Passage to read ->

Housekeeping matters this time. The newsletter schedule has been very skimpy for the last several months because of my own schedule and work load. Also, recently, because of lack of contributions from subscribers (there may be a relationship there). A lot of "stuff" is off my desk now, summer's over, and school has started. I need your help to get back on a more frequent publication schedule. Send messages!
I have been seriously remiss in not forwarding before now this message of January 17, 1996, from Laurent Guillope of the Department de Mathematiques, Universite de Nantes:
With the installation of the Issue 152 of the NSPI on our server, I think it's the occasion to announce that the MathDoc NSPI's mirror is now public: http://www-mathdoc.ujf-grenoble.fr/NSPI/NSPI.html It has a similar structure to the one on http://www.lib.unc.edu/prices/prices.html, with the additional features: * entry pages in french and english, * anchors under every URL (mailto, http,...) in the full text, * search on words in the full index. Perhaps it is interesting to announce this server for the european subscribers in the final part of the letter?
And I have added this site to the disclaimer at the end of each issue.
Some of you may remember that last February I did a survey of the newsletter's subscribers to determine your wishes regarding the inclusion of press releases, new journal announcements, and other promotional messages. I asked 7 questions:
Should the pricing newsletter include the following announcements: 1. New electronic journals? 2. New electronic format for existing print journals? 3. New World Wide Web sites containing full-text journals? 4. Publishers/vendors multi-title online products? 5. Partnerships among publishers/libraries/ universities/vendors offering more than one publisher's electronic journals? 6. Enhancements to existing electronic products? 7. Occasional special issues composed entirely of these announcements and press releases?

To be done ->
**a.** Answer these about the newsletter passage:
(i) What date was Laurent Guillope's message sent?
(ii) Which NSPI issue was installed on the server?
(iii) How many questions did the subscriber survey ask?
**b.** Reproduce the newsletter passage word for word, starting at "And I have added" and ending at "and press releases?".

Source excerpt ->

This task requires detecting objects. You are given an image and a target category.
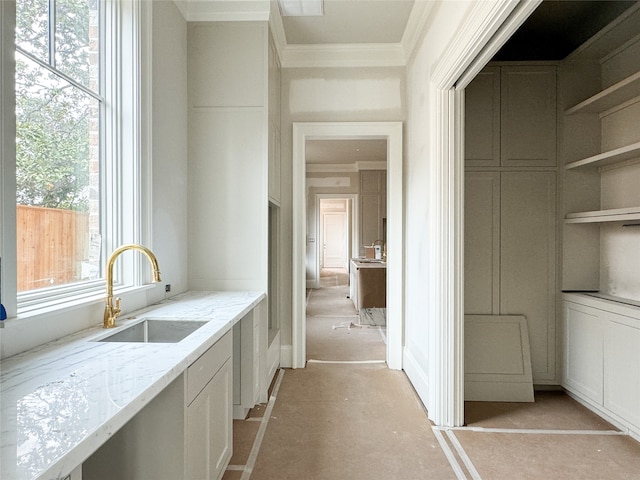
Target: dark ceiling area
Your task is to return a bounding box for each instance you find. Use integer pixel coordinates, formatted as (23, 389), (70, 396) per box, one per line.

Task responses ->
**a.**
(i) January 17, 1996
(ii) Issue 152
(iii) 7

**b.**
And I have added this site to the disclaimer at the end of each issue.
Some of you may remember that last February I did a survey of the newsletter's subscribers to determine your wishes regarding the inclusion of press releases, new journal announcements, and other promotional messages. I asked 7 questions:
Should the pricing newsletter include the following announcements: 1. New electronic journals? 2. New electronic format for existing print journals? 3. New World Wide Web sites containing full-text journals? 4. Publishers/vendors multi-title online products? 5. Partnerships among publishers/libraries/ universities/vendors offering more than one publisher's electronic journals? 6. Enhancements to existing electronic products? 7. Occasional special issues composed entirely of these announcements and press releases?